▶ _What you need to do_:
Please repeat the listing below word for word, leaving out the pictures.

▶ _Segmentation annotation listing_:

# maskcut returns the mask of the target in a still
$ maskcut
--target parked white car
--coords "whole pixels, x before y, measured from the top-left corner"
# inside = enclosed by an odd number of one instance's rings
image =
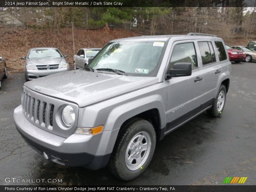
[[[74,69],[84,68],[89,63],[89,59],[93,58],[100,49],[99,48],[83,48],[74,55]]]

▶ _Task result_:
# maskcut returns the mask of the target in a still
$ maskcut
--target parked white car
--coords "whole pixels, x before y, measured from the top-left corner"
# inside = enclosed by an odd number of one instance's rings
image =
[[[74,69],[84,68],[89,63],[89,59],[93,58],[100,49],[99,48],[83,48],[74,55]]]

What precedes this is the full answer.